§ TASK REQUIREMENTS: Repeat the material exactly, leaving nothing out.

────────────────────

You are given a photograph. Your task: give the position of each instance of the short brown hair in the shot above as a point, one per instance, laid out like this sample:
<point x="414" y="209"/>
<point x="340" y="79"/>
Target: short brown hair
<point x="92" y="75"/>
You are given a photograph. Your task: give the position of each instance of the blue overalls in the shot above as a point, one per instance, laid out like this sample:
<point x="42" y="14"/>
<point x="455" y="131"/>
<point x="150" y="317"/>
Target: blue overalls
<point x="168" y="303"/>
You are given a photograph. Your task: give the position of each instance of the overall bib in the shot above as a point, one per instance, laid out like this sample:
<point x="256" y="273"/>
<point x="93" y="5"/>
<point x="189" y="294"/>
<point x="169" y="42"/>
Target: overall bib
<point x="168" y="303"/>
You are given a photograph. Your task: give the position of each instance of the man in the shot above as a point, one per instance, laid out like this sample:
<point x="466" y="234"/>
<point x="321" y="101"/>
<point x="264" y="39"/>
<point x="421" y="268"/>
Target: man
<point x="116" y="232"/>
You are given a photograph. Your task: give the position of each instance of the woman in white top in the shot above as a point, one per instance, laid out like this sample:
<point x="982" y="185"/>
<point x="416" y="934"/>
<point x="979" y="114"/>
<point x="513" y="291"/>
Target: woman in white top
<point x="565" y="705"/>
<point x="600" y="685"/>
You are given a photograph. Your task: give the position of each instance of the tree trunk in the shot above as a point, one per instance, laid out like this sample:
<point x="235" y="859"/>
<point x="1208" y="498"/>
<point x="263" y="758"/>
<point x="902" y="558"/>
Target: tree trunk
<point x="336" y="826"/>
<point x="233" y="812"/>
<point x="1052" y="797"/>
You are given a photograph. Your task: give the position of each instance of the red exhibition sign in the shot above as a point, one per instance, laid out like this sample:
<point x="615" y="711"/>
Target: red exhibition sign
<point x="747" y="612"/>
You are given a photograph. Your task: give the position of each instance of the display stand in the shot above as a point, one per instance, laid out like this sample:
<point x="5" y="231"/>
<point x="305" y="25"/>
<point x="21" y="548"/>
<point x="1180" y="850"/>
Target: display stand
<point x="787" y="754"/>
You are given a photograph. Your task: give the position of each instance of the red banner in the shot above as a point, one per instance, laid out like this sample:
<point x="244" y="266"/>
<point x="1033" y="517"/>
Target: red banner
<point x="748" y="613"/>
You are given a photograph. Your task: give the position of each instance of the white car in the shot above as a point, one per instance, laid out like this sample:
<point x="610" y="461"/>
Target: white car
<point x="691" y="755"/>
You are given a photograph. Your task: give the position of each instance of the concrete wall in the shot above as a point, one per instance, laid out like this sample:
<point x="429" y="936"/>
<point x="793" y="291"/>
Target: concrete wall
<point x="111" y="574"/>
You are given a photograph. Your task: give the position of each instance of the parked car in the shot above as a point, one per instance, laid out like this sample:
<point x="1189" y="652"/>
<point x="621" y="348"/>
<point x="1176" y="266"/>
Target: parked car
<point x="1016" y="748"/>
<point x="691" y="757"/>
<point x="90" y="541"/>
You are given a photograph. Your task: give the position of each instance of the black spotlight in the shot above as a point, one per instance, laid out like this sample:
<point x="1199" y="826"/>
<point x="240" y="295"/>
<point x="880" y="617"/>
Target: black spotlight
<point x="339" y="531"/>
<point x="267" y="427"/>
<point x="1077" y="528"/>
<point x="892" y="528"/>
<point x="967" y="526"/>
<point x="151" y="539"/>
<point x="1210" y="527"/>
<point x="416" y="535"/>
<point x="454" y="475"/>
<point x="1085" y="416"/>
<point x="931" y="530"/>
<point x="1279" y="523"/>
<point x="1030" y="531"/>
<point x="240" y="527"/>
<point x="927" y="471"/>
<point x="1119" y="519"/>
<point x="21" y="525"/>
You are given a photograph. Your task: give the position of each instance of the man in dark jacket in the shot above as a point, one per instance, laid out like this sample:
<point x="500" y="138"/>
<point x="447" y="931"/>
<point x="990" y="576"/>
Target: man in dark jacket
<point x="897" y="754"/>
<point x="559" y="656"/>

────────────────────

§ FINAL RESULT:
You are given a photograph. Your task: give the position of each instance of the short brown hair in the shot above as a point, one per instance, laid out like this sample:
<point x="414" y="209"/>
<point x="340" y="79"/>
Target: short brown hair
<point x="92" y="75"/>
You are given a photograph. Your task: give the position of each instance of the blue overalls in the shot above as a point, one per instance, laid out like this sample:
<point x="42" y="14"/>
<point x="455" y="131"/>
<point x="150" y="317"/>
Target: blue overalls
<point x="168" y="303"/>
You are given a photograph. Your task: give the position of each instance of the overall bib in the shot above as a point, one per instance, laid out like this sample:
<point x="256" y="273"/>
<point x="93" y="5"/>
<point x="189" y="294"/>
<point x="169" y="42"/>
Target: overall bib
<point x="168" y="303"/>
You are given a photograph. Your task: give the position of each instance of the man in the shot above as a point, one per instance, laid out like this sample:
<point x="466" y="234"/>
<point x="321" y="101"/>
<point x="264" y="39"/>
<point x="421" y="268"/>
Target: man
<point x="116" y="232"/>
You are given a photograph. Your task: give the position of each instance of the woman in white top in the shot above as a point, one per instance, laid out like this sample:
<point x="982" y="185"/>
<point x="416" y="934"/>
<point x="979" y="114"/>
<point x="513" y="291"/>
Target: woman in white top
<point x="565" y="705"/>
<point x="600" y="685"/>
You are given a photograph. Your task: give the position of each instance of the tree trunk in the shot above as a point, one per instance, laid out like this sample:
<point x="235" y="859"/>
<point x="1208" y="498"/>
<point x="263" y="758"/>
<point x="902" y="558"/>
Target: tree trunk
<point x="336" y="826"/>
<point x="233" y="812"/>
<point x="1052" y="797"/>
You are given a photograph. Your task: give the position of each instance of the red exhibition sign in the shot above as a point, one per instance, laid out like this sample:
<point x="615" y="711"/>
Target: red exhibition sign
<point x="747" y="612"/>
You are given a photograph. Your task: give the position of each instance of the display stand in the shot above as a point, one per instance, laid out like this sample:
<point x="5" y="231"/>
<point x="305" y="25"/>
<point x="21" y="548"/>
<point x="1180" y="850"/>
Target: display stand
<point x="787" y="754"/>
You are given a photograph. Your task: give the position of each instance of the red banner in the shot above as a point, one per instance, laid out like this sample:
<point x="244" y="266"/>
<point x="1033" y="517"/>
Target: red banner
<point x="748" y="613"/>
You are given a photograph. Your task: give the position of each instance of the white car in the shot above as a point, one per instance, laid out like this sample:
<point x="610" y="461"/>
Target: white car
<point x="691" y="755"/>
You are given a photograph. Your task: give the position of each instance of the concrete wall in the shot above as a point, one per instance, laid out like this sample:
<point x="429" y="936"/>
<point x="793" y="291"/>
Target: concrete wall
<point x="111" y="574"/>
You are given a photograph. Your task: give the position of each instance of the parked car in the shot above as a point, one per instance, laid out like this sample:
<point x="1189" y="652"/>
<point x="621" y="348"/>
<point x="1176" y="266"/>
Target: parked car
<point x="1016" y="748"/>
<point x="691" y="757"/>
<point x="90" y="541"/>
You are given a photograph. Your task: give the position of each instance of the black spotlight in the shot above as a point, one per instance, laid out like this sample:
<point x="1199" y="826"/>
<point x="240" y="295"/>
<point x="880" y="617"/>
Target: black spotlight
<point x="339" y="531"/>
<point x="267" y="427"/>
<point x="1077" y="528"/>
<point x="892" y="528"/>
<point x="967" y="526"/>
<point x="151" y="539"/>
<point x="1210" y="527"/>
<point x="416" y="535"/>
<point x="454" y="475"/>
<point x="1085" y="416"/>
<point x="931" y="530"/>
<point x="1279" y="523"/>
<point x="1030" y="531"/>
<point x="240" y="527"/>
<point x="927" y="471"/>
<point x="1119" y="519"/>
<point x="21" y="525"/>
You are given a photograph. Your task: give the position of each instance of the man in dark jacket in the shot above as a point, one per instance, laid out like this sample:
<point x="500" y="138"/>
<point x="447" y="931"/>
<point x="990" y="576"/>
Target: man in dark jacket
<point x="897" y="754"/>
<point x="559" y="656"/>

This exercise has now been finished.